- [Task details] Exact reproduction of the following data is required.

- [Stored data]
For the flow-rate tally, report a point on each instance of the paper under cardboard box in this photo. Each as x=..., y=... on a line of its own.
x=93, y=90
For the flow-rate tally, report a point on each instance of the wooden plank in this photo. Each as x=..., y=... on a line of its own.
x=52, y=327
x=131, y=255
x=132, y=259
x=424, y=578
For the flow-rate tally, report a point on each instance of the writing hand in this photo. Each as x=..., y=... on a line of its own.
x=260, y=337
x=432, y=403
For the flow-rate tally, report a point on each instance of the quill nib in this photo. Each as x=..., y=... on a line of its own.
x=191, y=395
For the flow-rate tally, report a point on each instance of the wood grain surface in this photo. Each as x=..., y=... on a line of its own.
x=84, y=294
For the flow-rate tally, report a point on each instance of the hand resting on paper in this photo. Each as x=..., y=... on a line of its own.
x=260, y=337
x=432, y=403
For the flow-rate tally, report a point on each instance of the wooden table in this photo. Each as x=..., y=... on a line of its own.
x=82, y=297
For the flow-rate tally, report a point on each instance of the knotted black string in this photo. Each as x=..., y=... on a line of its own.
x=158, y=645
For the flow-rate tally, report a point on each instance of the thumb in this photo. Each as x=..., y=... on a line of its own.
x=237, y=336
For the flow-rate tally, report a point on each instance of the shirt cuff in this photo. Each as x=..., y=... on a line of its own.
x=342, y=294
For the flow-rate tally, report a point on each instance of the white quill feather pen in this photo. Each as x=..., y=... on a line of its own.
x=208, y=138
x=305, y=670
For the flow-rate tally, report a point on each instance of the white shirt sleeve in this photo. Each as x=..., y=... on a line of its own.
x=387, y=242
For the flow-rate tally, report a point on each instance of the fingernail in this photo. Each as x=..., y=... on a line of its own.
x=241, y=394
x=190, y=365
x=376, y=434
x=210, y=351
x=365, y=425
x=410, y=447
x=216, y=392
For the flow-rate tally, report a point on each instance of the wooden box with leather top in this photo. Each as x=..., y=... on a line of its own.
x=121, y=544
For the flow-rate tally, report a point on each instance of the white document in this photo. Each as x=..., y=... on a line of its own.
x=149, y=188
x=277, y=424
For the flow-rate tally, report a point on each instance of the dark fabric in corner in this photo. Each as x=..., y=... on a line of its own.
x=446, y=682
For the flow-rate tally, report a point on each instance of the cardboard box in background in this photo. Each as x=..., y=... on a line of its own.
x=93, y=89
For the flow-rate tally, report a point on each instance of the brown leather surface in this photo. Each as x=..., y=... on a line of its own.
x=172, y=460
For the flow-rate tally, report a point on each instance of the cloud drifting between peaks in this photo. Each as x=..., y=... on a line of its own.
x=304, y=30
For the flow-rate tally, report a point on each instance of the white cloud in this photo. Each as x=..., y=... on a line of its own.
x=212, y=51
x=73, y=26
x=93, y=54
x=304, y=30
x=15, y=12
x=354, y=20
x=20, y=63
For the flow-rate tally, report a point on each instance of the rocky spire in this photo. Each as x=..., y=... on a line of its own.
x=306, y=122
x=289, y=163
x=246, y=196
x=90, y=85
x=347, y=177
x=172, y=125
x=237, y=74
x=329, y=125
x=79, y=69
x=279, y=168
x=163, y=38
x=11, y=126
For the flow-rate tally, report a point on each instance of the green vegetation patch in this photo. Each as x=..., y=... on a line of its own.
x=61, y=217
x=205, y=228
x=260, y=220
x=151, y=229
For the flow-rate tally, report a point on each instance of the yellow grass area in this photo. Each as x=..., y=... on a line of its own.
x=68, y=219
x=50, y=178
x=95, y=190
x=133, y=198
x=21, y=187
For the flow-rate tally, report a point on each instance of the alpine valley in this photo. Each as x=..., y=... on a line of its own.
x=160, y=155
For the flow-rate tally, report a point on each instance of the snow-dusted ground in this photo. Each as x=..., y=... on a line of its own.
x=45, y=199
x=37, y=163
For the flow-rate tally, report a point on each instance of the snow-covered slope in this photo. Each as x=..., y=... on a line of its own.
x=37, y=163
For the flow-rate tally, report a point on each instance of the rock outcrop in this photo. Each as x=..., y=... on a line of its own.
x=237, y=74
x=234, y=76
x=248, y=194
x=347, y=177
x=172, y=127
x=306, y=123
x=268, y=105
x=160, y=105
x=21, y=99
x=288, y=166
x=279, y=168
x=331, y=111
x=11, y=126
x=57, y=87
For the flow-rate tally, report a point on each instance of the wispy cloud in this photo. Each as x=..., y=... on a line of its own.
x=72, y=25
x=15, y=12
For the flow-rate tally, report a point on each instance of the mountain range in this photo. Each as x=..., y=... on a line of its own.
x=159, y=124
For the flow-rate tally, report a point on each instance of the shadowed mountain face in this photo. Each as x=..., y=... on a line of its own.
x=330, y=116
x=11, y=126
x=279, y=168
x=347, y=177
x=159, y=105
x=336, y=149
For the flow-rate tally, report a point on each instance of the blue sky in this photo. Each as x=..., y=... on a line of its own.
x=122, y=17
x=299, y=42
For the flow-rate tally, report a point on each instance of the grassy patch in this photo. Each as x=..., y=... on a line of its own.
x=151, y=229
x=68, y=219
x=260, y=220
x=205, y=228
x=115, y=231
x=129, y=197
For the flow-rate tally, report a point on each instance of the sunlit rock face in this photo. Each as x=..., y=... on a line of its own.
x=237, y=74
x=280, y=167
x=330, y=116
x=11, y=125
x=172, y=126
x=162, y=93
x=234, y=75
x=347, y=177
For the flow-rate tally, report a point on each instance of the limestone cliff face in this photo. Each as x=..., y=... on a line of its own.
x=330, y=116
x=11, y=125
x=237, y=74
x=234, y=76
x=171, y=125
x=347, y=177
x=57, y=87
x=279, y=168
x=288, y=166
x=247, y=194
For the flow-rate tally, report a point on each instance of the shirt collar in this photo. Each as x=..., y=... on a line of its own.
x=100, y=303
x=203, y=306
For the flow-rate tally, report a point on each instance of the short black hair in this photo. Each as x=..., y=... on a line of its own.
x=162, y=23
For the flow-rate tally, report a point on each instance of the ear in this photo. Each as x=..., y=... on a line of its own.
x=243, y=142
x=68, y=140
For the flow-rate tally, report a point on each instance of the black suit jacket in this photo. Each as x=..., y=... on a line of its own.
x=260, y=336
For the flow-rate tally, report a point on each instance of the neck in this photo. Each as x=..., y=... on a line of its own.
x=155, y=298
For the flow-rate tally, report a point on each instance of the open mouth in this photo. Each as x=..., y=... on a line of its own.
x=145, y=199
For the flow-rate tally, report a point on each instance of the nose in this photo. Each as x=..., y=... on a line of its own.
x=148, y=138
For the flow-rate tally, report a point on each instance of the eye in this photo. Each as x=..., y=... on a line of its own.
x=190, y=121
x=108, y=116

- [Response to the exercise]
For the flow-rate tally, report a point on each instance of the paper under cardboard box in this photo. Each as x=..., y=... on a line of its own.
x=93, y=90
For the flow-rate tally, report a point on each instance of the wooden plank in this photo. Each as x=..., y=... on a line of its own.
x=52, y=327
x=131, y=255
x=132, y=259
x=424, y=578
For the flow-rate tally, report a point on each instance of the writing hand in this photo. Each as x=..., y=... on a line of its own.
x=260, y=337
x=432, y=403
For the flow-rate tally, report a point on each instance of the quill nib in this photo. Each as x=..., y=... on a line of its own.
x=191, y=395
For the flow-rate tally, report a point on each instance of the wood grain surface in this photo. Each as x=..., y=... on a line of its own.
x=84, y=294
For the flow-rate tally, report a point on each instance of the hand resting on paper in this photo. Each as x=..., y=... on a line of its own.
x=260, y=337
x=432, y=403
For the flow-rate tally, report a point on each instance of the wooden table in this photo. Each as x=..., y=... on a line of its own.
x=82, y=297
For the flow-rate tally, report a point on each instance of the knotted black string in this photo. Each as x=..., y=... on a line of its own.
x=158, y=645
For the flow-rate tally, report a point on each instance of the thumb in this photo. Each as x=..., y=... on a line of its own.
x=237, y=336
For the flow-rate tally, report a point on each instance of the shirt cuff in this photo. Each as x=..., y=... on a line of its own.
x=342, y=294
For the flow-rate tally, report a point on each instance of the white quill feather pen in this photo. Each as x=..., y=... on a line of its own.
x=208, y=138
x=305, y=670
For the flow-rate tally, report a point on each instance of the white shirt sleeve in this photo. Each as x=..., y=... on a line of its own.
x=387, y=242
For the flow-rate tally, report a point on each instance of the fingernail in this photo. Each as x=..., y=... on a line of its own.
x=241, y=394
x=190, y=365
x=376, y=434
x=210, y=351
x=365, y=425
x=410, y=447
x=216, y=392
For the flow-rate tally, report a point on each instance of the wooden box with leather top in this photo. Each as x=..., y=... on a line of its own.
x=121, y=544
For the flow-rate tally, report a point on each instance of the white document in this photo. Each as x=..., y=... on a line of its own.
x=149, y=188
x=277, y=424
For the flow-rate tally, report a point on each instance of the dark fabric in corner in this photo. Each as x=..., y=... on a line of its own.
x=446, y=682
For the flow-rate tally, report a point on each instance of the cardboard box in background in this photo. Each as x=..., y=... on a line of its own.
x=93, y=89
For the flow-rate tally, report a point on each instance of the brown leather surface in this photo. Each as x=..., y=... on a line of its own.
x=172, y=460
For the flow-rate tally, report a point on each instance of the cloud drifting between peaks in this photo. Each as x=..., y=... on a line of its own.
x=304, y=30
For the flow-rate tally, report a point on each instance of the white cloud in this photo. Each as x=..., y=... on a line of its own.
x=212, y=51
x=73, y=26
x=93, y=54
x=304, y=30
x=15, y=12
x=354, y=20
x=20, y=63
For the flow-rate tally, report a point on each instance of the rocky spire in this photo. Each as x=..., y=... on a line of its own.
x=306, y=122
x=289, y=163
x=246, y=196
x=90, y=85
x=347, y=177
x=172, y=125
x=237, y=74
x=329, y=125
x=79, y=69
x=279, y=168
x=163, y=38
x=11, y=126
For the flow-rate tally, report a point on each instance of the green vegetation patch in this photo. Each as x=..., y=... on a line of its own.
x=61, y=217
x=205, y=228
x=260, y=220
x=151, y=229
For the flow-rate tally, report a point on each instance of the yellow grass area in this photo. Each as x=..., y=... on a line of its own.
x=68, y=219
x=50, y=178
x=95, y=190
x=133, y=198
x=21, y=187
For the flow-rate tally, report a point on each instance of the alpine valley in this photo. Each as x=..., y=... on a line of its own.
x=160, y=155
For the flow-rate tally, report a point on each instance of the snow-dusted ground in this photo. Each as x=..., y=... on a line of its own.
x=45, y=199
x=37, y=163
For the flow-rate tally, report a point on each instance of the snow-covered slope in this photo. Each as x=..., y=... on a line of its own.
x=37, y=163
For the flow-rate tally, report a point on each instance of the rock outcrop in this photo. Each as x=..., y=... on a line of its own.
x=237, y=74
x=234, y=76
x=248, y=194
x=347, y=177
x=172, y=127
x=306, y=123
x=268, y=105
x=160, y=105
x=21, y=99
x=288, y=166
x=279, y=168
x=331, y=111
x=11, y=126
x=57, y=87
For the flow-rate tally, report a point on each instance of the wispy cloud in this photo. Each as x=..., y=... on a line of its own.
x=72, y=25
x=15, y=12
For the flow-rate tally, report a point on each instance of the mountain range in this photo. Each as x=..., y=... on a line of its own.
x=159, y=124
For the flow-rate tally, report a point on each instance of the shadowed mountain face in this photo. Each as x=..., y=... on a line of its own.
x=330, y=116
x=11, y=126
x=279, y=168
x=347, y=177
x=159, y=105
x=336, y=149
For the flow-rate tally, report a point on each instance of the blue sky in this photo. Each as x=..., y=... on a line of its own.
x=122, y=17
x=299, y=42
For the flow-rate tally, report a point on each instance of the grassy patch in this photo. Each as x=..., y=... on a line of its own.
x=151, y=229
x=68, y=219
x=260, y=220
x=205, y=228
x=115, y=231
x=129, y=197
For the flow-rate tally, report a point on each instance of the sunlit rock face in this photo. Each as x=..., y=... on a line of its own.
x=237, y=74
x=280, y=167
x=330, y=116
x=11, y=125
x=172, y=126
x=162, y=93
x=234, y=75
x=347, y=177
For the flow-rate tally, report a point on each instance of the limestone cliff face in this photo. Each as x=..., y=... on a line of its own.
x=330, y=116
x=11, y=125
x=237, y=74
x=234, y=76
x=171, y=125
x=347, y=177
x=57, y=87
x=279, y=168
x=288, y=166
x=247, y=194
For the flow-rate tally, report a point on each instance of the shirt collar in this photo. Each as x=..., y=... on a line of its own.
x=100, y=303
x=203, y=306
For the flow-rate tally, report a point on each instance of the short black hair in this photo. Each as x=..., y=... on a line of its own.
x=162, y=23
For the flow-rate tally, report a point on each instance of the ear in this photo. Each as x=..., y=... on a line of its own.
x=243, y=142
x=68, y=140
For the flow-rate tally, report a point on each instance of the black suit jacket in this photo. Each as x=..., y=... on a line of its own.
x=260, y=336
For the flow-rate tally, report a point on each instance of the neck in this photo. Each as x=..., y=... on a line of its own.
x=155, y=298
For the flow-rate tally, report a point on each instance of the open mouth in this photo. Each as x=..., y=... on a line of its own.
x=145, y=199
For the flow-rate tally, report a point on each instance of the nose in this photo. Each as x=..., y=... on a line of its own.
x=148, y=138
For the flow-rate tally, report a point on each instance of the eye in this photo. Each as x=..., y=... on a line of its own.
x=190, y=121
x=108, y=116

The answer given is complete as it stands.